- _Problemas para resolver_:
**1.** Responde, según el texto sobre el concierto de Horacio Lavandera:
(a) ¿Qué edad tiene Horacio Lavandera?
(b) ¿Cuántas personas aplaudieron por error al final del allegro?
(c) ¿Cuánto tiempo llevó intentar desenvolver un caramelo durante el concierto?
**2.** Completa el texto sobre el concierto de Horacio Lavandera con la parte que sigue a su última oración.

- _Fragmento para leer_:
---
CLASIQUÍSIMA
Anoche estuve en el concierto de Horacio Lavandera con la Camerata Bariloche. Un genio de apenas 28 años, que parece de casi 15, máximo. Tengo que confesar que soy la persona más ignorante de la galaxia en lo que concierne a la música clásica. Sólo conozco los Nocturnos de Chopin, UN concierto de Tchaikowsky, DOS sinfonías de Beethoven (algún día de este siglo escucharé las otras siete, pero no prometo nada, para no decepcionar a nadie), UN concierto de Rachmaninoff, y desde hace como un mes, UNA sonata de Franck. Y hasta ahí. Por ejemplo, ayer aplaudí al final del allegro. Malísimo. Por suerte, como 200 personas me acompañaron en el error. Para la próxima, tengo que esperar a que la orquesta toque algo que parezca un final fortíssimo (se dice así?) o escuchar a la gente cultísima gritar “Bravo!”, y recién lanzarme a aplaudir como una loca sin remedio.
Pasé como 12 minutos tratando de desenvolver un caramelo en medio del concierto. La culpa es del San Martín, que tiene una acústica a-lu-ci-nan-te. Durante el allegro, desenrollé las puntitas del papel, bien despaciiiito y suaaaave. Ahí como que empezó el adagio, y tuve que quedarme piola. Después aproveché el allegro assai (¿?) y logré desenvolver todo el caramelo. Pero cuando estaba por masticarlo (era un masticable, no había otra), Lavandera empezó una parte re tranqui y me paralicé. El caramelo empezaba a derretirse en mi boca sin cumplir su misión en la vida: ser masticado por un ser vivo. Una entrada majestuosa de la Camerata me permitió saborear mi retrasada golosina, finalmente, mientras también terminaba el Cantabile-Presto. (No crean que entiendo ALGO, sólo lo estoy copiando del programita que nos dieron).
---
- _Datos proporcionados_:

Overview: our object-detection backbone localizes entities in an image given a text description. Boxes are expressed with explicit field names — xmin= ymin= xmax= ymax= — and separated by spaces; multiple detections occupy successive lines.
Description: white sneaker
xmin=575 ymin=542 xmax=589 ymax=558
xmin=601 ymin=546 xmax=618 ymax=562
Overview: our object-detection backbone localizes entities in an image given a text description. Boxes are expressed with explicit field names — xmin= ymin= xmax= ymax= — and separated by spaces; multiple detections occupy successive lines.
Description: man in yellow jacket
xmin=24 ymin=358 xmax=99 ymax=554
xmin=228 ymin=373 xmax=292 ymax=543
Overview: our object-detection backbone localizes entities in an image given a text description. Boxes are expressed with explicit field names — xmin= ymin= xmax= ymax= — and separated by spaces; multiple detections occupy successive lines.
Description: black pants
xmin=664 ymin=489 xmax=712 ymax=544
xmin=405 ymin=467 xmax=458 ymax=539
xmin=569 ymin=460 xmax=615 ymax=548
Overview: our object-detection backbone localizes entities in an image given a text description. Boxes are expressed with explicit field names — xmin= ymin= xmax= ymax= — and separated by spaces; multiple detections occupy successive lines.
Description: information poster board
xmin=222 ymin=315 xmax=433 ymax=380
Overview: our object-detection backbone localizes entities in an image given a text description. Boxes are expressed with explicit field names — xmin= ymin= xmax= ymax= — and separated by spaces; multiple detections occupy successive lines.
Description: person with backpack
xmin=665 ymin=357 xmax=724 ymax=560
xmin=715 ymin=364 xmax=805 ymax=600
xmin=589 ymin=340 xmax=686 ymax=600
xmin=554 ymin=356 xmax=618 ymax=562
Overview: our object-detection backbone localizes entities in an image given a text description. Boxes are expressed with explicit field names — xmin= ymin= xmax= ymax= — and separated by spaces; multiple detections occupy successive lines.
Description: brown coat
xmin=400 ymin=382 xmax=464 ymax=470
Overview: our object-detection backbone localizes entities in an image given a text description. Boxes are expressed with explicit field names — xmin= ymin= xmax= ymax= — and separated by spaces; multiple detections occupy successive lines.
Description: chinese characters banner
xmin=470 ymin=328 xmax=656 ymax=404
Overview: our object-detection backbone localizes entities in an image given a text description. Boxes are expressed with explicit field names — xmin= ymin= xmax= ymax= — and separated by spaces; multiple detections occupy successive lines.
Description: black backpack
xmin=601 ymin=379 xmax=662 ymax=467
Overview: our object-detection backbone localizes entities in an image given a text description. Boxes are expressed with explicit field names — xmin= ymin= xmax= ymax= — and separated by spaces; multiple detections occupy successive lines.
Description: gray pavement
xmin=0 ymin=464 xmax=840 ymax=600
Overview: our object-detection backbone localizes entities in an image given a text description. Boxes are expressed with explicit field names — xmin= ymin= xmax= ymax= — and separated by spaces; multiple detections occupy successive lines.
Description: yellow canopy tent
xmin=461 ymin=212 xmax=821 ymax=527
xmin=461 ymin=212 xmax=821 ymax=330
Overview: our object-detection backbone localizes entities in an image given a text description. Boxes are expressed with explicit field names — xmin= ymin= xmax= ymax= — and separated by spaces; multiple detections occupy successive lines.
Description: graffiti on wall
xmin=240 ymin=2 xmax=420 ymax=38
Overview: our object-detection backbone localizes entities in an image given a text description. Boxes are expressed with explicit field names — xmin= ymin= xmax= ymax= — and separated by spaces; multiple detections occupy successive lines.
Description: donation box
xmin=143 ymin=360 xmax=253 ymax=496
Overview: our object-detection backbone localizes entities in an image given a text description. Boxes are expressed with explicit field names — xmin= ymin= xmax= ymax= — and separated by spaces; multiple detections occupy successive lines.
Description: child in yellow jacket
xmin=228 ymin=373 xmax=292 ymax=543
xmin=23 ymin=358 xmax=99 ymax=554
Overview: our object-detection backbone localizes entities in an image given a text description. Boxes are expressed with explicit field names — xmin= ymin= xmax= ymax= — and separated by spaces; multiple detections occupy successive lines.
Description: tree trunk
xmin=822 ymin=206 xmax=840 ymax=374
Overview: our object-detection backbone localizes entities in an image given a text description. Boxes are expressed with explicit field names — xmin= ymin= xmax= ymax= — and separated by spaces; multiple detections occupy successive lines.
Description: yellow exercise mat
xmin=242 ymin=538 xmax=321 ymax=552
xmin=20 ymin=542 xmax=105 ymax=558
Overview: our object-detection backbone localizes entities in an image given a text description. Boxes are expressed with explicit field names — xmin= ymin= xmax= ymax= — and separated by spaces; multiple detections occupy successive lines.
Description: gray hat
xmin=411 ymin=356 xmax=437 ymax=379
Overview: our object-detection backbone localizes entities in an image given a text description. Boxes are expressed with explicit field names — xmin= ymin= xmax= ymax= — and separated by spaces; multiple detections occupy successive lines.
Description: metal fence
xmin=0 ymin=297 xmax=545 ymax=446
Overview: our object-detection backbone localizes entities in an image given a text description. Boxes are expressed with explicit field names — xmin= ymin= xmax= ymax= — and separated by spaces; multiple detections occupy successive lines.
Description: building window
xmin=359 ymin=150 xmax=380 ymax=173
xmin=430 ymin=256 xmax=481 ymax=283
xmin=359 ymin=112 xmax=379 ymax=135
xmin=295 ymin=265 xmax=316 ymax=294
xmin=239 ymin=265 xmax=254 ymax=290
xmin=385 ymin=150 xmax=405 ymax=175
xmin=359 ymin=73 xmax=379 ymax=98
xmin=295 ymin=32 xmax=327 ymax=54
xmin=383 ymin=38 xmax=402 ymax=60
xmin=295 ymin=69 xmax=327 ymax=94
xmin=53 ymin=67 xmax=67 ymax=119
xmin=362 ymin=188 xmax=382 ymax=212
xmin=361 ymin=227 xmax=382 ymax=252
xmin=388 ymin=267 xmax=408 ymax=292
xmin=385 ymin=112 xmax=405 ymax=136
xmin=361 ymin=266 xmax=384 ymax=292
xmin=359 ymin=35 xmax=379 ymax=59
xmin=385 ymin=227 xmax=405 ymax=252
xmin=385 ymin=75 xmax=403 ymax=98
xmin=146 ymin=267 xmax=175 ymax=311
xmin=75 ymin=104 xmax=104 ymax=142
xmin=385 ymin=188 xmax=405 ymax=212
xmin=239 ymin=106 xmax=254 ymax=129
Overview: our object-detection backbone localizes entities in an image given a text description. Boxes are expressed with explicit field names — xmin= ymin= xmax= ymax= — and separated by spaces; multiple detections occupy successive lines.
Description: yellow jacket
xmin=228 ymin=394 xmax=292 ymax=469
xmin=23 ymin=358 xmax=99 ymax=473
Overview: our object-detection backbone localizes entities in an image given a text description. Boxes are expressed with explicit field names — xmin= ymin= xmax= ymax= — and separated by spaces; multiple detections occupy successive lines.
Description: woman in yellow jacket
---
- _Respuestas por tarea_:
**1.**
(a) 28 años.
(b) Unas 200 personas.
(c) Unos 12 minutos.

**2.**
Me quedó como la sensación de que Mozart tenía una tendencia a la sobredosis de notas: no me quedó ni UNA sola melodía en la cabeza. Pensé en una canción pop de García, una sola nomás, como Viernes 3 am, que la escuchás una sola vez y se te queda pegada para toda la vida. O uno de esos nocturnos de Chopin que te taladran el músculo cardíaco, con ese romanticismo que te desequilibra y ahí te querés tomar el blister entero de Rivotril. Igual, el concierto fue muy bonito, casi perfecto. Repito, soy demasiado ignorante de la música “culta”. Lo mío es la música popular. Cuando era chica, era re fan del rock sinfónico que, tocado en vivo, te permitía comer una veintena de caramelos sin que nadie lo notara. Anoche eso era imposible. La gente que tosía, se moría de la vergüenza, pobres. Los que se movían en el asiento, como para descontracturarse un poquito, después pedían perdón telepáticamente al resto del auditorio. “Mil disculpas, pero se me durmió la pierna”. “Lo siento en el alma, pero tenía que absorber y luego exhalar aire de los pulmones”. Y los que tenían que pararse para ir baño de manera urgente, en medio del “pianissimo”, eran después increpados por sus acompañantes con cosas como “¿Qué te pasóoooooo????” o “¿Tu bisabuela pasó a mejor vida AHORA, y te llamaron justo en el andantino?” “¿Cómo te vas a perder el leit motiv de Adiós Nonino? Estás loco!” A un tipo al que anoche le sonó el celular con una cumbia como ringtone, casi lo linchan. Ahí tenían razón: yo también lo hubiese linchado, delante de su perro y su hámster.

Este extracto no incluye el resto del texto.